■ **TASK BRIEF**: Repeat each line of the material exactly.

**********

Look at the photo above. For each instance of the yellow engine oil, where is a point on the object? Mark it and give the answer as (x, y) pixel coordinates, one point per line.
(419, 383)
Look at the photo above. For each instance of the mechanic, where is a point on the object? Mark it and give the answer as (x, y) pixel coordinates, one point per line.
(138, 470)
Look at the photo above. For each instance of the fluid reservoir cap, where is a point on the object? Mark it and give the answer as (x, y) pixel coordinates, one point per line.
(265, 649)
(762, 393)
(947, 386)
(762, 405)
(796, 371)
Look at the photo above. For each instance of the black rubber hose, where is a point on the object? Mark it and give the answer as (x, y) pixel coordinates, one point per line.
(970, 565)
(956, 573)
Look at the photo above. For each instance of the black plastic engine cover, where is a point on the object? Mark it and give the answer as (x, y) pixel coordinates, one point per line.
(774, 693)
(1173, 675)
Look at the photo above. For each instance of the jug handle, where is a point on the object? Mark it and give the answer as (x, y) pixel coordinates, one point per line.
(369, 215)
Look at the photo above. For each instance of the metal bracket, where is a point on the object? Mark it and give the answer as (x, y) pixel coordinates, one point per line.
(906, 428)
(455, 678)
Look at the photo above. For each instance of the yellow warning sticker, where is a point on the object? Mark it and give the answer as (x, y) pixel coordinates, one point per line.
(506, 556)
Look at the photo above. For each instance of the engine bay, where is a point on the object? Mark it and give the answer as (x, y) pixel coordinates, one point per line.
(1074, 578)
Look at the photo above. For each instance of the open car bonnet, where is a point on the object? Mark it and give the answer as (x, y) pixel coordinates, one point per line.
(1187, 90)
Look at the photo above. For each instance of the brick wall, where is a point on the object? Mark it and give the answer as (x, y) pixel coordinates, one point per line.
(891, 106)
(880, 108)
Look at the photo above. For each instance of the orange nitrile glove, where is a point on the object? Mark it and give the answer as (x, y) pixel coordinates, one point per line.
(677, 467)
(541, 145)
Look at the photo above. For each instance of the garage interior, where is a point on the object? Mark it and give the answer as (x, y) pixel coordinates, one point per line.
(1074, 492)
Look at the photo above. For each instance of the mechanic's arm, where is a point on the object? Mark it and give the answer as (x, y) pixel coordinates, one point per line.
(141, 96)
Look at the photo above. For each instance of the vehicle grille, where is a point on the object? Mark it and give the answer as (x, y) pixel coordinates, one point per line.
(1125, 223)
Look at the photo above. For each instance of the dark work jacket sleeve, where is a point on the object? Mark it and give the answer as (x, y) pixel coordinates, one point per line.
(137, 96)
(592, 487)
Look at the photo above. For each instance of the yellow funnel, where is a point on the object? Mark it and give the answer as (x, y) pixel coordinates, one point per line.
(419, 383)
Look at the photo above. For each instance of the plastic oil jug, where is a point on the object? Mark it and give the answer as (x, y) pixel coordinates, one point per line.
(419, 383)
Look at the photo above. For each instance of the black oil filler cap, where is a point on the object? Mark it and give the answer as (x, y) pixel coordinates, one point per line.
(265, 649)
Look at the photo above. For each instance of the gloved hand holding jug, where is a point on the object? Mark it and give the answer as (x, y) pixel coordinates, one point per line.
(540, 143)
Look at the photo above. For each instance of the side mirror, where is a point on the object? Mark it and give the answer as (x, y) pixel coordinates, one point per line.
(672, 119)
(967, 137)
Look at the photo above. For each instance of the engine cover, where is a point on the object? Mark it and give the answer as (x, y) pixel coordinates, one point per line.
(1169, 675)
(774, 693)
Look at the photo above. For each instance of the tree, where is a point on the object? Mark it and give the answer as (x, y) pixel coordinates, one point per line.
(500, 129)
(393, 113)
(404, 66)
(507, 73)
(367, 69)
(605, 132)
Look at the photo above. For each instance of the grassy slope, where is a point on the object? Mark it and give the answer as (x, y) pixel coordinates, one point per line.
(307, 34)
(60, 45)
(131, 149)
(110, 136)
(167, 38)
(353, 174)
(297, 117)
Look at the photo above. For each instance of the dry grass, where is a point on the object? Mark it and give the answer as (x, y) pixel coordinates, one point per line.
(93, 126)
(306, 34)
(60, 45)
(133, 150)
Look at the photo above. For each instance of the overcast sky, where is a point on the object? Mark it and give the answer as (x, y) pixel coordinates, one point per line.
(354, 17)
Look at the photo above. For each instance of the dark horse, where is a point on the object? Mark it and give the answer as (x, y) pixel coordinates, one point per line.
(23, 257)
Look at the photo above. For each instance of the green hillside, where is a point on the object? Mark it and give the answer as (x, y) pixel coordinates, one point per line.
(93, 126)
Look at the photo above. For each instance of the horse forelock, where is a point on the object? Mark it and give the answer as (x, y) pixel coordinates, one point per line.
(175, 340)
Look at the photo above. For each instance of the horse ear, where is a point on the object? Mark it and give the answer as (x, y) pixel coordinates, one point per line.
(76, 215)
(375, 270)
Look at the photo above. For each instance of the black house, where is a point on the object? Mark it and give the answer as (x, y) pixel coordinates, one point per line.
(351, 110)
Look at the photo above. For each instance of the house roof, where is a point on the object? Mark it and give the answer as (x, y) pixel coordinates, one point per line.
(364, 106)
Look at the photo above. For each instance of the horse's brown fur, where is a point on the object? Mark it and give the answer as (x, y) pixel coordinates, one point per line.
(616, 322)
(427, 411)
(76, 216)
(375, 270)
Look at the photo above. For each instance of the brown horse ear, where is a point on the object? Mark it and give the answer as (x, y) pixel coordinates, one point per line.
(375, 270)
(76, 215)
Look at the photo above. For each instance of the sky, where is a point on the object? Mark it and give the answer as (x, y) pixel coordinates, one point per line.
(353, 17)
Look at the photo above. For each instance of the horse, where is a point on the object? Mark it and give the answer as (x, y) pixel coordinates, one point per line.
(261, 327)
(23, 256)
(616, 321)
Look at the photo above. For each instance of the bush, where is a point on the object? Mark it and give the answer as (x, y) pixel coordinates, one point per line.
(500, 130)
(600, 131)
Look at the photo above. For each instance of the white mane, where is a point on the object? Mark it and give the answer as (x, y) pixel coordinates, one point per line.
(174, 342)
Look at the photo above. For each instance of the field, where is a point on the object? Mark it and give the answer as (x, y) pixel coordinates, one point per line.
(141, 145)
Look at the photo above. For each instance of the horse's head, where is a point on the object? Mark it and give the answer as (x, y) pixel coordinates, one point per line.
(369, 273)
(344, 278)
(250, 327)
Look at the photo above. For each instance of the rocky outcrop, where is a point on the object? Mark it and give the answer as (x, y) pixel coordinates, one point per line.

**********

■ **ANSWER BELOW**:
Look at the photo above. For each instance of the yellow engine oil, where is a point on the object? Mark it and give the answer as (x, y) pixel coordinates, one point per line.
(419, 383)
Look at the photo above. For each instance of the mechanic, where is a point on the object? Mark it and give the answer as (x, y) pixel coordinates, one point per line.
(138, 470)
Look at the photo above. For each instance of the fluid reservoir cap, where is a point on the object? Mark it and give the answer as (x, y) pixel coordinates, one point per line.
(265, 649)
(762, 393)
(947, 386)
(762, 405)
(796, 371)
Look at the photo above. For each instance of the black rubber hose, where is a point on the object? Mark it and give the answer as (x, y) pixel coordinates, one point per line.
(970, 565)
(956, 573)
Look at the photo above. For each instance of the black plastic engine cover, where is a point on the object? Mark it and give the answer as (x, y) pixel coordinates, one point per line.
(774, 693)
(1173, 675)
Look at the photo above. For each instance of the jug handle, where is a point on the object? Mark it and give the answer as (x, y) pixel coordinates, one point per line.
(369, 215)
Look at the photo above. For each instance of the metal bracket, where is a point on the object? Mark it and give the answer as (x, y) pixel coordinates, one point per line.
(906, 428)
(455, 678)
Look at the photo above. For each instance of the yellow warning sticker, where is a point on the object? Mark it and give the answer as (x, y) pixel coordinates, one point per line.
(506, 556)
Look at the photo above. For each instance of the engine bay, where is a point on the object? Mark it and give the answer as (x, y) pixel coordinates, one point per line.
(1074, 578)
Look at the photo above. For each instance of the open car bonnet, where is a point on the object? Mark it and give the answer as (x, y) pixel coordinates, one point per line.
(1187, 90)
Look at the photo above. For each instance of the brick wall, where is a point on the object? Mark it and give the answer as (x, y) pixel coordinates, one point per line.
(891, 106)
(880, 108)
Look at the photo above. For each instance of the orange nitrile glove, where is a point on the object? Mark it and give the answer as (x, y) pixel coordinates, one point per line.
(677, 467)
(541, 145)
Look at the photo above. For each instance of the garage interior, where is a point on the object? Mark it and give the answer as (x, y) pixel coordinates, one point per line.
(1074, 492)
Look at the photo above. For each instance of the mechanic's arm, where is a point on the object? Mark it and give the answer as (x, y) pixel coordinates, one point per line.
(141, 96)
Look at the photo above. For each instance of the vehicle grille, where is a point on the object? Mark it and give the answer as (x, y) pixel coordinates, one point per line.
(1125, 223)
Look at the photo above. For each instance of the dark work jacket sleeve, where is a point on the object? Mark it and give the answer as (x, y) pixel coordinates, one point per line.
(137, 96)
(592, 487)
Look at the photo above. For each instance of the yellow funnel, where is a point on the object? Mark it and give the answer as (x, y) pixel coordinates, one point per line.
(419, 383)
Look at the photo above. For each instance of the plastic oil jug, where is a point on the object? Mark it and give the answer as (x, y) pixel coordinates, one point per line.
(419, 383)
Look at the photo above. For each instance of the black oil filler cap, where is a point on the object? Mark it and give the answer as (x, y) pixel coordinates, one point per line.
(265, 649)
Look at the photo above. For each instance of the gloved hand holding jug, where is a point on the object? Mark it and give the answer as (x, y) pixel coordinates, one point per line.
(540, 143)
Look at the photo above. For each instance of the side mirror, where is a point on the object? Mark it and give the answer as (x, y) pixel coordinates, one point per line.
(672, 119)
(967, 137)
Look at the photo above. For each instance of the engine cover, where is a point on the object? Mark it and give the answer as (x, y) pixel coordinates, one point per line.
(1169, 675)
(774, 693)
Look at the photo above. For each instance of the tree, where is a point on the object? Mark it and give the answer as (x, y) pixel coordinates, one point per line.
(500, 129)
(393, 113)
(404, 66)
(507, 73)
(367, 69)
(605, 132)
Look at the photo above. For each instance of the grassy slope, where is a point on the object? Mark it and give the answer as (x, y) pixel coordinates, one point per line.
(307, 34)
(60, 45)
(131, 149)
(110, 136)
(167, 38)
(353, 174)
(297, 117)
Look at the photo above. For each instance of the dry grass, where is a point on the object? Mark it and give the answer as (x, y) pixel coordinates, one point per line.
(93, 126)
(306, 34)
(60, 45)
(133, 150)
Look at the photo above. For each instance of the overcast sky, where is a point on the object? Mark it and give the answer as (x, y) pixel coordinates, one point per line.
(354, 17)
Look at the photo above. For each instance of the dark horse, where is a point on the object? Mark it and give the answer as (x, y) pixel coordinates, one point per line.
(23, 257)
Look at the photo above. For each instance of the green hillside, where is a point on the object? Mark it and give the answer as (x, y) pixel coordinates, one point per line.
(93, 126)
Look at the photo above. For each instance of the horse forelock, where is a point on the object? Mark it and give the answer as (x, y) pixel coordinates, one point per line.
(175, 340)
Look at the photo above. For each instance of the horse ear, where is a point on the object? Mark it and give the answer as (x, y) pixel coordinates, one point per line.
(76, 215)
(375, 270)
Look at the photo above. For each instance of the black house, where is a point on the object? Mark it and give the answer as (x, y) pixel coordinates, one point per line.
(351, 110)
Look at the photo above. For each instance of the house roof, where is a point on the object? Mark it and give the answer as (x, y) pixel coordinates, one point per line.
(364, 106)
Look at the photo above. For each instance of the horse's brown fur, where is a point on the object? Mark it and give the answer as (x, y) pixel coordinates, one point per line.
(616, 322)
(427, 411)
(76, 216)
(375, 270)
Look at the photo above. For each instance of the brown horse ear, where is a point on the object? Mark it and give the answer as (x, y) pixel coordinates, one point per line.
(375, 270)
(76, 215)
Look at the photo above. For each instance of the sky, where is a point on the object? Mark it and give the answer as (x, y) pixel coordinates, one point per line.
(353, 17)
Look at the photo above. For each instance of the horse, where is a point on the object? Mark it and give the answer as (x, y) pixel coordinates, one point per line.
(261, 327)
(23, 256)
(616, 321)
Look at the photo above. For each instance of the bush, where is a point on the object? Mark it and give the answer as (x, y) pixel coordinates, one point per line.
(500, 130)
(600, 131)
Look at the photo above. For each instance of the white mane, where is a point on the object? Mark it and give the answer as (x, y) pixel coordinates, one point per line.
(174, 342)
Look at the photo above. For each instance of the field, where is a point on the object? Mark it and give the answer as (x, y) pixel coordinates, one point per line.
(141, 145)
Look at the photo above. For each instance of the horse's head, where is a point on the object? Mark it and give the answer as (x, y) pixel coordinates, one point per line.
(369, 273)
(344, 278)
(250, 327)
Look at the photo above. For each instance of the rocky outcrop, where is a point on the object? Mark it and give the answer as (x, y) pixel coordinates, one point per line.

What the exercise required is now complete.